■ WHAT IS EXPECTED
Which lines in the items below contain the string "walkway"? Report each one by copying the whole line, and treat case as significant.

■ PROVIDED RECORDS

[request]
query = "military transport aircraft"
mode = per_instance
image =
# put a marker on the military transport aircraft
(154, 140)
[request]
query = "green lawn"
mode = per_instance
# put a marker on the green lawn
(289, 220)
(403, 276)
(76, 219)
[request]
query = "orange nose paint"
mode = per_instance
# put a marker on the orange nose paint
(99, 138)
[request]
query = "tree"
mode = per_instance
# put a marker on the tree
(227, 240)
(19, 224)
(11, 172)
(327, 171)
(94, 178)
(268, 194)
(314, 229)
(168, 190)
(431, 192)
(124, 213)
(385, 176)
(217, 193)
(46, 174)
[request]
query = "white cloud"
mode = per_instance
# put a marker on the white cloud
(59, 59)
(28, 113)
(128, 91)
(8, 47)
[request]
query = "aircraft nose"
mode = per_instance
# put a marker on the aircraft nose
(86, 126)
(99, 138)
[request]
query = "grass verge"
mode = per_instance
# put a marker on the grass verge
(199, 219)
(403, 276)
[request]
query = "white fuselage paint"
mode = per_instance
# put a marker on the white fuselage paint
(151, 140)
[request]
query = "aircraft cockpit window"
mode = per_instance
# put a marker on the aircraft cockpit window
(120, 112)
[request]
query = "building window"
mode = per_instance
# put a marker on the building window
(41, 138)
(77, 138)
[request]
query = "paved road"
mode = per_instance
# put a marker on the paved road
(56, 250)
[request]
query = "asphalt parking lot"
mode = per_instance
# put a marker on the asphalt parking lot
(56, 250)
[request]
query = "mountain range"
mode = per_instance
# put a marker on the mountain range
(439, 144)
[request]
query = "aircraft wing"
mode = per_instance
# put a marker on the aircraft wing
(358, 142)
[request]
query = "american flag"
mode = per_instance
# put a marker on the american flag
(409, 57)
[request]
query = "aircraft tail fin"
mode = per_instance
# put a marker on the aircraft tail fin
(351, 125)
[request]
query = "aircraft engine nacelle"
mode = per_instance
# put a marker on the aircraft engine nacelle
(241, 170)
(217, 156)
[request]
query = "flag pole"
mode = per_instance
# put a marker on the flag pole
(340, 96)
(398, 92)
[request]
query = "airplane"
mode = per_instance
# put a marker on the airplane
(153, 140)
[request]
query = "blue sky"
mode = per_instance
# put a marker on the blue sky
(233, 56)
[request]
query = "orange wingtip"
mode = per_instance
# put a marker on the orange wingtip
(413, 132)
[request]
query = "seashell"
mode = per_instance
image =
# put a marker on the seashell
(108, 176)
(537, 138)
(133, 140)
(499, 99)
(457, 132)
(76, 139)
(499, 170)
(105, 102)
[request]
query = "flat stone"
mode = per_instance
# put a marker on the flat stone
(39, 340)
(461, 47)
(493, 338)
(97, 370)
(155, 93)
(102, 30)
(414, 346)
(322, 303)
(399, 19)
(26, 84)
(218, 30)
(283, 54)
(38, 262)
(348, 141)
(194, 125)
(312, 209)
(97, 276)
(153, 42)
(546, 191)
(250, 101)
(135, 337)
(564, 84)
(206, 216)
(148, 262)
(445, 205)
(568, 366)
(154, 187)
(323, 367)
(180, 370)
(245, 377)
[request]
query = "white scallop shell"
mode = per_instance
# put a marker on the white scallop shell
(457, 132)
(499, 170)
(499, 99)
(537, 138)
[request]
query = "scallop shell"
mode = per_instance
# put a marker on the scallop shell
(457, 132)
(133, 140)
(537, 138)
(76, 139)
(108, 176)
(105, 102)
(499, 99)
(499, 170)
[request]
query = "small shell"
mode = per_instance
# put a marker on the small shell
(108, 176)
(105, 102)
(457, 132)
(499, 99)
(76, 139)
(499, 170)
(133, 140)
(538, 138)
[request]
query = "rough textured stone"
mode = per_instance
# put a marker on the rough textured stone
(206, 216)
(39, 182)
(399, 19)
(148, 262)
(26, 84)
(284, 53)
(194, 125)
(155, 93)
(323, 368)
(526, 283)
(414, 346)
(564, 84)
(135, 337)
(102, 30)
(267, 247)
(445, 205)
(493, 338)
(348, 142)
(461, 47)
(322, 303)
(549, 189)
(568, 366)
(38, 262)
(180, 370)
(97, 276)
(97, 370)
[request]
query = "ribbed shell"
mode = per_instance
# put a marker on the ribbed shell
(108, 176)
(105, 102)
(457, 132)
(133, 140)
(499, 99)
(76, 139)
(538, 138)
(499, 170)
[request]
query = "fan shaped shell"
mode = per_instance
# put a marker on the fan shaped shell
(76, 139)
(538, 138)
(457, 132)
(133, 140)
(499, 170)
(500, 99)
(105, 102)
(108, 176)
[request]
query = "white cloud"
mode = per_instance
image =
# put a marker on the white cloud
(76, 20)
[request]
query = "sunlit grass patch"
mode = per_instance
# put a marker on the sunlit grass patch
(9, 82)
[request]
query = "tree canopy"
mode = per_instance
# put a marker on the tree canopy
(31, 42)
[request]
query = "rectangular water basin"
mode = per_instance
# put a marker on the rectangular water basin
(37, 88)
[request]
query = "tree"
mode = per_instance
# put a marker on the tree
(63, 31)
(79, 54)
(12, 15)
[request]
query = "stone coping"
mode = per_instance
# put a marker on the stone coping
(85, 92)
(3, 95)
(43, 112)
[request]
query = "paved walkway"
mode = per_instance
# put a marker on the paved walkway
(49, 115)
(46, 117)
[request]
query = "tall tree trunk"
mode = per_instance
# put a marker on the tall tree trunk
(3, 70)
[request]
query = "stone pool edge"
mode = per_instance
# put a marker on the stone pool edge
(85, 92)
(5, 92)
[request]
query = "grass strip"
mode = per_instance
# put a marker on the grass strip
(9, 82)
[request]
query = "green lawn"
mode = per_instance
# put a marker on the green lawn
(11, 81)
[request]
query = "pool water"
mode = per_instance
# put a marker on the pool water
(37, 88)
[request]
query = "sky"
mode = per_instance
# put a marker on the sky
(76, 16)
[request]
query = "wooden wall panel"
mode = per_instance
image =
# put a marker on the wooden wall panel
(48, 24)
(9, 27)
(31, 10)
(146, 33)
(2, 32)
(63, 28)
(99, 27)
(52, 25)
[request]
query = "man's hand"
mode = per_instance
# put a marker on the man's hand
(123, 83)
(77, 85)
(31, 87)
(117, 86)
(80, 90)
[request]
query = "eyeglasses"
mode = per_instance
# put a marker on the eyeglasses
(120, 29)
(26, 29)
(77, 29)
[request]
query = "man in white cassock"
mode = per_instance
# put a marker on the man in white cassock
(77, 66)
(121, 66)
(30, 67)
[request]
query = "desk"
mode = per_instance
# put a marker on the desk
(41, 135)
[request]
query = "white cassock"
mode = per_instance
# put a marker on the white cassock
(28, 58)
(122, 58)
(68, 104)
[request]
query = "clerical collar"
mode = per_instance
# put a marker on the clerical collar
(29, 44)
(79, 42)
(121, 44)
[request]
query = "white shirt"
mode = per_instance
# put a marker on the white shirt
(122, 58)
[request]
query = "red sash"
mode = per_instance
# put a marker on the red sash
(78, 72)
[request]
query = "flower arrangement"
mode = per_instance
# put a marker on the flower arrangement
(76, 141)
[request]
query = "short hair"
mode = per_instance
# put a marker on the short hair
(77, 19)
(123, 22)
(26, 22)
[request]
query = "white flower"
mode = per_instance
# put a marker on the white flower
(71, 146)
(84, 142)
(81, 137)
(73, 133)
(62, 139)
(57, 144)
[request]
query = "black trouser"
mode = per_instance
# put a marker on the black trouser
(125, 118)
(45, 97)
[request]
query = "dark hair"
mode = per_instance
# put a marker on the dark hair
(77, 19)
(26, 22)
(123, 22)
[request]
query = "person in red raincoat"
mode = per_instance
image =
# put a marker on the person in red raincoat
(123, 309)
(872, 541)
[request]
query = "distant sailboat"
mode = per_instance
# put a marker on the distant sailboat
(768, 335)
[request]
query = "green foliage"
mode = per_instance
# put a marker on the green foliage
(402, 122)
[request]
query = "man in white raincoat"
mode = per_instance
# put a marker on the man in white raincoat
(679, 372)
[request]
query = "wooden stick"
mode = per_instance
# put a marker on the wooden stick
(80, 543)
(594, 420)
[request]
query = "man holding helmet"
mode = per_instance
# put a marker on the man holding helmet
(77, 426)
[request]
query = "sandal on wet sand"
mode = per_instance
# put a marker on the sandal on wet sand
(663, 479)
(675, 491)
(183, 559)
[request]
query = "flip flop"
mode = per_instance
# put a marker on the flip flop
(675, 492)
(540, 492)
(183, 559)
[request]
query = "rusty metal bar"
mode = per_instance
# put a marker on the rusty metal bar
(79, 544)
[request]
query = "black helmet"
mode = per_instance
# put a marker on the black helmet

■ FULL RESPONSE
query = "paved walkway"
# put a marker on the paved walkway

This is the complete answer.